Reprenez le texte sur les vins très peu interventionnistes et leurs nouveaux amateurs là où il s'arrête, puis poursuivez-le.

## Texte à lire
* * * * *
Très peu manipulés, peu soutirés, peu oxygénés, ils ont alors les défauts de leurs qualités : ils sentent le renfermé, le pet, la flatuosité. C’est gênant, je sais, mais hé ! il faut bien appeler un chat un chat – c’est d’ailleurs l’une des premières choses que l’on nous apprend dans les cours de dégustation, de ne pas censurer ses impressions.
En toute justice, précisons qu’une vigoureuse oxygénation, tel un passage en carafe, peut dissiper la mauvaise odeur et rendre le vin plus attrayant.
SE DISTINGUER DE LA VIEILLE GARDE
La popularité de ces vins particuliers semble avoir coïncidé, au Québec du moins, avec l’arrivée en masse de nouveaux amateurs, démocratisation du vin aidant.
Alors que leurs aînés s’étaient entichés de bordeaux, de bourgognes et de grands vins toscans, plusieurs nouveaux venus dans le monde du vin, en gros depuis le début des années 2000, ont d’abord choisi de marquer leur différence.
« On a envie de tout sauf de vins convenus », aurait pu être leur devise. La qualité première d’un vin n’était plus de goûter ceci ou cela, ou de pouvoir se bonifier tant d’années dans le cellier ; l’important, c’est surtout l’état d’esprit, la philosophie poursuivie par celui ou celle qui l’a produit. Qu’il soit gustativement bon ou non devient souvent accessoire. Ou sinon, on en vient à valoriser des caractéristiques qui témoignent du fait que le vin a été élaboré de manière très peu interventionniste : odeur bizarre tout sauf fruitée, restant de gaz carbonique, couleur trouble.
* * * * *
## Entrées fournies
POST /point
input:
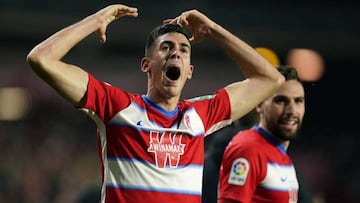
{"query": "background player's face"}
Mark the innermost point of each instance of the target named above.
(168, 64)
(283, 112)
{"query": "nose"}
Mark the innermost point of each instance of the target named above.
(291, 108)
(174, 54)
* * * * *
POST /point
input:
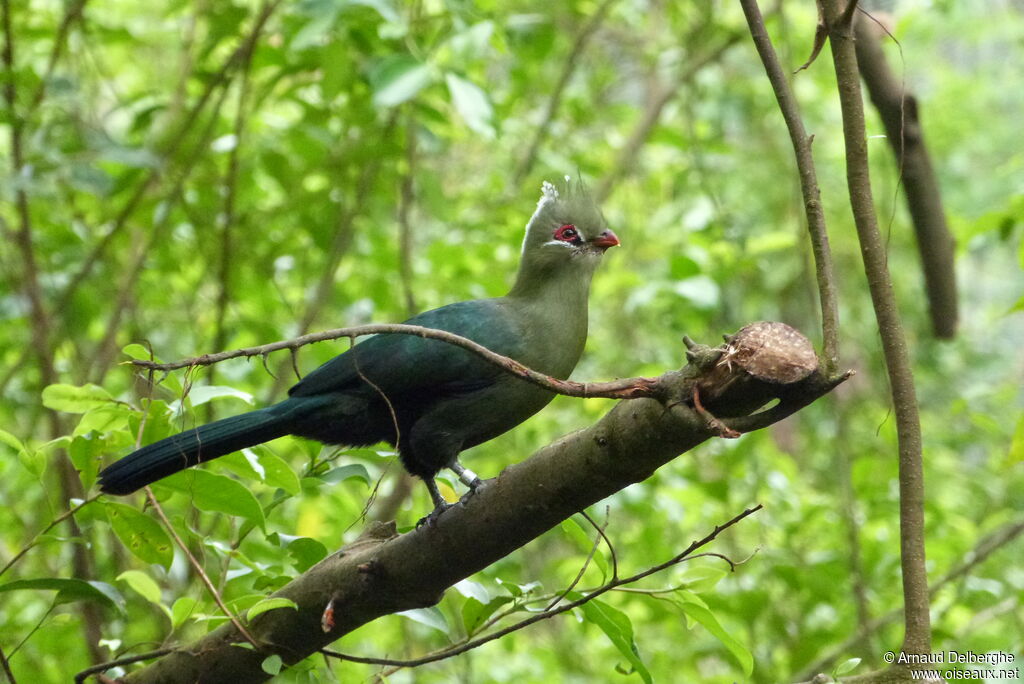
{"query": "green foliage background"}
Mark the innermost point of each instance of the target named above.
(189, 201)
* * * * *
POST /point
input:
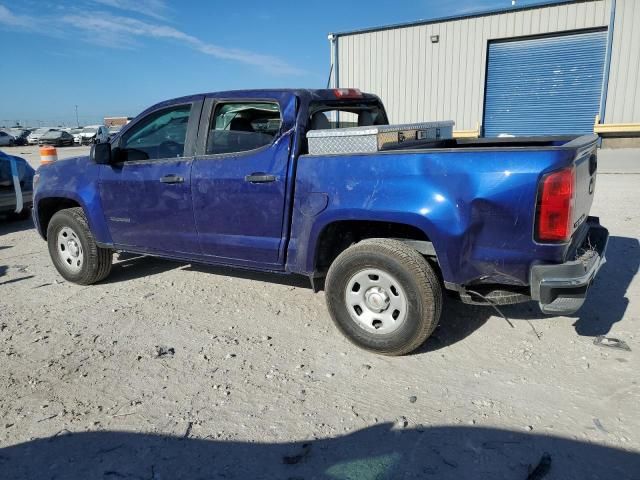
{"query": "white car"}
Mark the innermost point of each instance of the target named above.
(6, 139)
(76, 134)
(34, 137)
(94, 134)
* * * * *
## Réponse attendue
À dessein, je caricature et mets tout dans le même panier. Encore une fois, tous les vins qui se réclament de cette philosophie ne sont pas rebutants, au contraire. Et tous parmi mes confrères et consoeurs, et notamment ici même sur Chacun son vin, ne partagent pas non plus mes vues sur la question.
Ce que je recherche, pour ma part, dans une bouteille ? Quelque chose qui goûte bon, tout bêtement. D’où que provienne le vin et peu importe qui l’a fait, que la personne soit elle-même « nature » et post-post-hippie, ou qu’il ou elle voyage en jet privé, comme donnent parfois l’impression de le faire les grands producteurs bordelais…
Courte vue ? Aveuglement volontaire ? Sûrement, oui.
NATURELLEMENT BONS
Sur le moteur de recherche saq.com, si on tape « Nature » on obtient deux vins rouges (et une dizaine de champagnes, pour lesquels cela signifie que le mousseux est très peu ou pas du tout dosé) qui portent ce nom : Perrin Nature, un côtes-du-rhône, et Pyrène Nature, celui-là en coteaux-du-quercy, dans le sud-ouest de la France. Ni l’un ni l’autre ne sont des vins « naturels » au sens où l’entend cette mouvance. La grande majorité de ces derniers sont en effet vendus en importation privée, et on les retrouve souvent à la carte des restaurants.
Ce qui, dans la viticulture conventionnelle, se rapproche probablement le plus des vins « nature », ce sont entre autres les vins d’Henry Marionnet, du domaine de la Charmoise, en Touraine. Sur les rayons de la SAQ en ce moment, on trouve le Gamay 2013 Domaine de la Charmoise, à 18,45 $, ainsi que le Vinifera Gamay Franc de pied 2012 , celui-là à 23,55 $.
Deux rouges peu sulfités, peu corsés, légers même, peu alcoolisés (environ 12 %), pur fruit et pur plaisir. À découvrir !
Également à considérer, d’autres vins principalement axés sur le fruit, sans fioritures, naturellement très bons : en blanc, de la Loire, le Attitude Sauvignon Blanc 2013 Pascal Jolivet (17,75 $) puis, en rouge et de Vénétie, le Inama Carmenère Piu 2010, à 20,95 $.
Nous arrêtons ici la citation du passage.